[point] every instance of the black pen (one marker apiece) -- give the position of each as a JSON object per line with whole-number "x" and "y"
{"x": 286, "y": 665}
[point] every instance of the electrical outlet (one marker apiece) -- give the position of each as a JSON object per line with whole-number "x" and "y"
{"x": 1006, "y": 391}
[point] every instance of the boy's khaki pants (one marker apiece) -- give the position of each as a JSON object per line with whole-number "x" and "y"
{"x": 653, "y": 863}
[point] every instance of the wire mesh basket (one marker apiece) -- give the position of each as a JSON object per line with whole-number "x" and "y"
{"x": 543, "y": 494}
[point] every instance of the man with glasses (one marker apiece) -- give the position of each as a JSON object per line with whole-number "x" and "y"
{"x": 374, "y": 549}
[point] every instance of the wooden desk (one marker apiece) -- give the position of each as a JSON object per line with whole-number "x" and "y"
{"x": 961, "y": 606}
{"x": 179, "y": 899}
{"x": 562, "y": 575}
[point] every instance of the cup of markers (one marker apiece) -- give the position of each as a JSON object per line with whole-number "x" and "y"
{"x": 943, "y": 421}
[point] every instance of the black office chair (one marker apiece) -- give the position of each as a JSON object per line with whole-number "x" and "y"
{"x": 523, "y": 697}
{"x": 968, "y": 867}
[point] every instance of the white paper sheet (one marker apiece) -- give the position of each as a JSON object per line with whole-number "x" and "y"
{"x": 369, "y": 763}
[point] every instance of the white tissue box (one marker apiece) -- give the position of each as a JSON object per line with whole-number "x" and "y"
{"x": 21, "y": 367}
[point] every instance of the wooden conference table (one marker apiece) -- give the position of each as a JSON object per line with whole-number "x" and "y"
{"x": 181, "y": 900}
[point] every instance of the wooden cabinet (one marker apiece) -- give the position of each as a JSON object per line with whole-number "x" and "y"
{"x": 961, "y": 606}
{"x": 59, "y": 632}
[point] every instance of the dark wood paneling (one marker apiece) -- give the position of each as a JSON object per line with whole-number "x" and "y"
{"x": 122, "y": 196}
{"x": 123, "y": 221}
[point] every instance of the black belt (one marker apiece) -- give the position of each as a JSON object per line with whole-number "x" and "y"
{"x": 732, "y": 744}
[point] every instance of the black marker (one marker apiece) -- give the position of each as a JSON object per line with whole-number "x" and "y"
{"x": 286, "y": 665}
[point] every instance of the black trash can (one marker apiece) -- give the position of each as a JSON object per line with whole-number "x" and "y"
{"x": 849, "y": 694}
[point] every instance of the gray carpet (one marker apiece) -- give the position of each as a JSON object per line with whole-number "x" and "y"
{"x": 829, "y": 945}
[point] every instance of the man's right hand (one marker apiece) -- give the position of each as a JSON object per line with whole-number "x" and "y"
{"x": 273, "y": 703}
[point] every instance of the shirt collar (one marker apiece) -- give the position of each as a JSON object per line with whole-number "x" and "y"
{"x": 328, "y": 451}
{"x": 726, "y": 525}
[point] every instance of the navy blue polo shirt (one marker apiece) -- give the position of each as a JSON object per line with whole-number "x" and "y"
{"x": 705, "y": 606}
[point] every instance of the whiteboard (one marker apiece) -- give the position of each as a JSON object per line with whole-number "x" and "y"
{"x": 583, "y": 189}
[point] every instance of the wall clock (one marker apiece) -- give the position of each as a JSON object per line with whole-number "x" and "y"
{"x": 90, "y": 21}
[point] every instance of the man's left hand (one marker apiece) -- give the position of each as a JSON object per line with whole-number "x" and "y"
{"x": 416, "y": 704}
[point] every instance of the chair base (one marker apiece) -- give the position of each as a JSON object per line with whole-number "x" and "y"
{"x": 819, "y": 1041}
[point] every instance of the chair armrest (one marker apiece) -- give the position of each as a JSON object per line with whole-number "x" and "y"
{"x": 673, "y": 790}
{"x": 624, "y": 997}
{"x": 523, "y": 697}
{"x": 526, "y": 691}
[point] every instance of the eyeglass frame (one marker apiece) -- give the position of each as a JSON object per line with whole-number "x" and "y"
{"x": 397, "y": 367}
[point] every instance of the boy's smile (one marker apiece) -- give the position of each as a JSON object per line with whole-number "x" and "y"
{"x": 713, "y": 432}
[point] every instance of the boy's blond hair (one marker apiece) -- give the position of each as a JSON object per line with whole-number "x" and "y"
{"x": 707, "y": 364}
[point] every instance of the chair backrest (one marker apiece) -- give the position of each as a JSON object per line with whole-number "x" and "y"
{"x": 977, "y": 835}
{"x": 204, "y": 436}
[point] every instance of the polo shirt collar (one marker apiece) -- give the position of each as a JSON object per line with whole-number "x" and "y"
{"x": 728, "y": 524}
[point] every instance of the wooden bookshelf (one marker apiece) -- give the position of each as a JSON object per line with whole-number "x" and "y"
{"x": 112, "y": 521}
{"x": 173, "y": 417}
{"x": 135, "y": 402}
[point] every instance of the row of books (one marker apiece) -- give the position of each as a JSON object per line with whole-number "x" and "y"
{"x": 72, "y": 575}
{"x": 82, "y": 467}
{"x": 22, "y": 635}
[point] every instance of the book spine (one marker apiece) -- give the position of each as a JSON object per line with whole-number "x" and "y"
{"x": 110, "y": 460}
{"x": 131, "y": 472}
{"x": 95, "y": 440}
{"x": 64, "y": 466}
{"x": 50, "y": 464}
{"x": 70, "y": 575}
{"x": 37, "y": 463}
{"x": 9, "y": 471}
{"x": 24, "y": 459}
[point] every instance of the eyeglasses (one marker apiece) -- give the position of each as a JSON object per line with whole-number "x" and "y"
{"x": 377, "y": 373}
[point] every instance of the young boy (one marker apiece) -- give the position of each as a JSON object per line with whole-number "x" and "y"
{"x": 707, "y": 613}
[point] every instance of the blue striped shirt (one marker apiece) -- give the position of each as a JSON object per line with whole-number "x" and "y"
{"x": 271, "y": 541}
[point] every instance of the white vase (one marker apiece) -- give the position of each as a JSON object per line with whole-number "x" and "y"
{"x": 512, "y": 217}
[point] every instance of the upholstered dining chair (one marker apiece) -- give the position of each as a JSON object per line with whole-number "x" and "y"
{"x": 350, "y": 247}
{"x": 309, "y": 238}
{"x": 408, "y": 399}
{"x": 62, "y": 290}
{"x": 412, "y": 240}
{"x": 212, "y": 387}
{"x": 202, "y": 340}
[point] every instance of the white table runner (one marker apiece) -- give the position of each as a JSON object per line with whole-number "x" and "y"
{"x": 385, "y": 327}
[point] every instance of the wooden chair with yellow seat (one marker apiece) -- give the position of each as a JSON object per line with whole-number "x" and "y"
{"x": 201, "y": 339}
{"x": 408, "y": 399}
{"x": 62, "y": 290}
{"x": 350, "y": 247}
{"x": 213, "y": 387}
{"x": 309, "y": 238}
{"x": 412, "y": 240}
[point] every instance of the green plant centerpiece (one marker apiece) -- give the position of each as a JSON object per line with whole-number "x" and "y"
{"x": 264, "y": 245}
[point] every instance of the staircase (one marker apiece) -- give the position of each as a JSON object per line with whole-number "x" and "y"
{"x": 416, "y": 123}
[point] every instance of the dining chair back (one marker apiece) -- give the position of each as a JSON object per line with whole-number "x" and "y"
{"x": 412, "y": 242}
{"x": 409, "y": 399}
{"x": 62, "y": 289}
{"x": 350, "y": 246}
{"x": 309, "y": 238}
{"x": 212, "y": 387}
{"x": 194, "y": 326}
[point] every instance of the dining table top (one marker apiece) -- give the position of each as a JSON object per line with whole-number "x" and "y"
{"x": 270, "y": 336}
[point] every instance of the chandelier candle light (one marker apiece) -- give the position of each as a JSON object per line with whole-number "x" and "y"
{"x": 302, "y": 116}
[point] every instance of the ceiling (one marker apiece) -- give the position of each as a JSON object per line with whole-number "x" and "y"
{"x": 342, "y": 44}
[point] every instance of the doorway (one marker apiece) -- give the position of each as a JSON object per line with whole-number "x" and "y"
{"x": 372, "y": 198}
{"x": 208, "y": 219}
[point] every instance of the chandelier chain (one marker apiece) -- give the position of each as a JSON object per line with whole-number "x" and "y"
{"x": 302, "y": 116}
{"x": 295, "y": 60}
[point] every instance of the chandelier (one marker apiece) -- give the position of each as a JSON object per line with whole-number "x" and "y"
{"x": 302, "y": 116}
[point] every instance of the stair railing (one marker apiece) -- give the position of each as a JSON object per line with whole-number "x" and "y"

_____

_WHAT THIS TASK INVOLVES_. Everything from the line containing "[point] every instance of the doorway" through the last line of the records must be given again exactly; leave out all other lines.

_EXPECTED ANSWER_.
[point] every instance of the doorway (one marker apiece) -- give the position of each as a JSON object per line with whole-number "x" and "y"
{"x": 372, "y": 198}
{"x": 208, "y": 219}
[point] every instance of the chandelier chain (one marker apiece) -- give the position of each as a JSON object per line with whole-number "x" and "y"
{"x": 302, "y": 116}
{"x": 295, "y": 60}
[point] every instance of the chandelier (one marker apiece) -- give the position of each as a JSON object per line with whole-number "x" and "y"
{"x": 302, "y": 116}
[point] every instance of the stair railing (one marker apiece) -- give the position of each as a JSON object per line with whole-number "x" and "y"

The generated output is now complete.